## Texte à lire
---------------
# Il aurait fallu qu'il vienne



## oufti

Bonjour, j'ai un problème pour traduire il aurait fallu qu'il vienne en italien.

Quelqu'un peut-il m'aider ?

Merci d'avance


----------



## Necsus

Bienvenue en WRF, outfi!
Quelle est exactement la phrase que tu veux traduire? 
Tu devrais l'écrire dans le titre et entre guillemets dans le message.


----------



## matoupaschat

En supposant que la phrase à traduire soit bien "Il aurait fallu qu'il vienne", on a en italien "Sarebbe stato necessario che venisse".


----------



## oufti

Merci.
J'avais pensé à " Sarebbe stato necessario che fosse venuto" ou alors plus simplement "sarebbe dovuto venire"


----------



## matoupaschat

Je ne savais pas si c'était un exercice de grammaire. Il est sûr qu'on dira plutôt "sarebbe dovuto venire". Sarebbe stato necessario che fosse venuto = il aurait fallu qu'il soit venu, (plus tôt, par ex.).


----------



## adeborts

Bonjour, et pardonnez-moi, s'il vous plaît !

Cette version, serait-elle correcte aussi ?

"Egli avrebbe dovuto venire"


----------



## Necsus

adeborts said:


> Cette version, serait-elle correcte aussi ?
> "Egli avrebbe dovuto venire"


Non, parce que l'auxiliaire du verb _venire _est _être_.


----------



## oufti

Donc la réponse est: sarebbe dovuto venire


----------



## adeborts

Necsus said:


> Non, parce que l'auxiliaire du verb _venire _est _être_.



Merci. 
Si vous me permettez, encore une question : est-ce qu'il est vrai que le mode conditionnel s'applique à "dovere" en italien comme il s'applique à "falloir" en français ?
---------------
## Données de l'exercice
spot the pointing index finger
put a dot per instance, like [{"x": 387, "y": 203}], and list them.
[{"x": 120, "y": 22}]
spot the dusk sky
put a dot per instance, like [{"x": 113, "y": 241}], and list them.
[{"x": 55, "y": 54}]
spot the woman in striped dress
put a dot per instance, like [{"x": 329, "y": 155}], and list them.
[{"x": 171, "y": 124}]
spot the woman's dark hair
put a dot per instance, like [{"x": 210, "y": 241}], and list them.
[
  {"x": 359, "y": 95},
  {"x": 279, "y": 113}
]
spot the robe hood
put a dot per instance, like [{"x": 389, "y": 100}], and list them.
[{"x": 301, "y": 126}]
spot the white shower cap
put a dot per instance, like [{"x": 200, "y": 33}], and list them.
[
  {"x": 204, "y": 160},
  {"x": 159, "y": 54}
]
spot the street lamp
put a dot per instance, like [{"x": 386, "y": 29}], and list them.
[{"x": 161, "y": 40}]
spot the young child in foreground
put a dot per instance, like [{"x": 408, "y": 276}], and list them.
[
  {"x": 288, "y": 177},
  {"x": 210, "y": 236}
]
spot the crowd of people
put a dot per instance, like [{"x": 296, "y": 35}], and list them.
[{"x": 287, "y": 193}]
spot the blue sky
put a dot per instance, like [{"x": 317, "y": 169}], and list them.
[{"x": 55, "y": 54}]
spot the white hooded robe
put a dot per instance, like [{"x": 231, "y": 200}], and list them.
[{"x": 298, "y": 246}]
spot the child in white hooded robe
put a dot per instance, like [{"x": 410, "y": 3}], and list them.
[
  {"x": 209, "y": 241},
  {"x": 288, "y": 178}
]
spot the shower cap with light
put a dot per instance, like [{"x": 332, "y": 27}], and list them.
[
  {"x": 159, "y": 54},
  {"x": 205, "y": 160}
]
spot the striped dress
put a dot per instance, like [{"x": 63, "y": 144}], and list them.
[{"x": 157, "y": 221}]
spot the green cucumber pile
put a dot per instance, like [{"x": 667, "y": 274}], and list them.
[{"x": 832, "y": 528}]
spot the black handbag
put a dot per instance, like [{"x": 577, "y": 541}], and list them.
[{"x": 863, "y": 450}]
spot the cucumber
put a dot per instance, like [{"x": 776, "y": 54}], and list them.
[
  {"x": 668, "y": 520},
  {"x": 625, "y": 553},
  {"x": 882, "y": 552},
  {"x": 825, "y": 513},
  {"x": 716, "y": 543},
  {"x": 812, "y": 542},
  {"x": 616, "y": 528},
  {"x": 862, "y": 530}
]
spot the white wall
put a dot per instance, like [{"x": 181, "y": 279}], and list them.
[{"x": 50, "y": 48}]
---------------
## Consigne 1
Relevez et recopiez chaque ligne où figure le mot « white ».
## Consigne 2
Reprenez le fil de discussion sur la traduction en italien à la suite de son dernier message.
Le fil de discussion et les lignes forment deux ensembles indépendants l'un de l'autre.

## Réponse attendue 1
spot the white shower cap
spot the white hooded robe
spot the child in white hooded robe
spot the white wall

## Réponse attendue 2
Le conditionnel passé de "falloir" emploie l'auxiliaire "avoir", et "dovere" emploie "avere".

Si ceci est vrai, donc l'auxiliaire pour "venire" ne compte pas?

Merci de m'éclairer.


----------



## Necsus

adeborts said:


> donc l'auxiliaire pour "venire" ne compte pas?


Pour "venire" l'auxiliaire compte, et il est _essere_, comme je t'ai dit, il ne compte pas pour le semi-auxiliaire _dovere, _dans ce cas-là.


----------



## sagittania

Necsus said:


> Pour "venire" l'auxiliaire compte, et il est _essere_, comme je t'ai dit, il ne compte pas pour le semi-auxiliaire _dovere, _dans ce cas-là.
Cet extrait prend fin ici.